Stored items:

:::::

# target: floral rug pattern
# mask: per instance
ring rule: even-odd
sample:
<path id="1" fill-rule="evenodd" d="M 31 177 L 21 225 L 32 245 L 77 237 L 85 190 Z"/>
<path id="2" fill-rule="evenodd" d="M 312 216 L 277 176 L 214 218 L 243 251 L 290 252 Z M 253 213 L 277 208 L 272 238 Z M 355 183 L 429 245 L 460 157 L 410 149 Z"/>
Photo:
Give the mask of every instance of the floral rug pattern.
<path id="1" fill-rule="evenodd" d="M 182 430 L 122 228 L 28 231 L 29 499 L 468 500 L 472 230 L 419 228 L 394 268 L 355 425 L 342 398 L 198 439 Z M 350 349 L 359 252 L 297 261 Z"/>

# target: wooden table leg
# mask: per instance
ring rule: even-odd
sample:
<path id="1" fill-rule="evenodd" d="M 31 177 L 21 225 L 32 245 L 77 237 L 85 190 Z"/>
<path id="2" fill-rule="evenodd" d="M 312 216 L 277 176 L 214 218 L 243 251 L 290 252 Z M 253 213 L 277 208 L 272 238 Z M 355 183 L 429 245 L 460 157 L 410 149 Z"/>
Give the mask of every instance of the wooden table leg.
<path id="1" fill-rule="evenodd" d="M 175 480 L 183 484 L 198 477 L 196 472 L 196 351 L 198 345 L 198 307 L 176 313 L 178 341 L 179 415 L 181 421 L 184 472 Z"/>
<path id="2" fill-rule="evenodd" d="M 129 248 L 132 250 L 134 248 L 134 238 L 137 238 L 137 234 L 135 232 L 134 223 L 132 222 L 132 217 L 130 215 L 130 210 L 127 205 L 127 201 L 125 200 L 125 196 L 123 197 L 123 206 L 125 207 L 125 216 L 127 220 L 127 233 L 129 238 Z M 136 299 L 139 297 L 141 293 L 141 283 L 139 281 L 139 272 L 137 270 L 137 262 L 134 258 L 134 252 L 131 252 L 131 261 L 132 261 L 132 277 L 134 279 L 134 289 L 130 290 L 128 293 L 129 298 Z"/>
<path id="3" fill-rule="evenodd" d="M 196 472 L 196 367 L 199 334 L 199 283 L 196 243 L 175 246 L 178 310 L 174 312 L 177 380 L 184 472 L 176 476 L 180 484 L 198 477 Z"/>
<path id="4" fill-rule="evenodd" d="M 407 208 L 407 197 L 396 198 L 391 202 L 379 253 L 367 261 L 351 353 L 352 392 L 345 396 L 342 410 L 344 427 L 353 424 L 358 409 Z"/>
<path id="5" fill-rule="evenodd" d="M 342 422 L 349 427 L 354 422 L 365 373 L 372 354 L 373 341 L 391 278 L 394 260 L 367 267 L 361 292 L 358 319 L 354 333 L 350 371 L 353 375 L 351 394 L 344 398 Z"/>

:::::

Work request: Every line of the entries that includes "target" must be copied into the answer.

Task solution:
# target: floral rug pattern
# target: wooden table leg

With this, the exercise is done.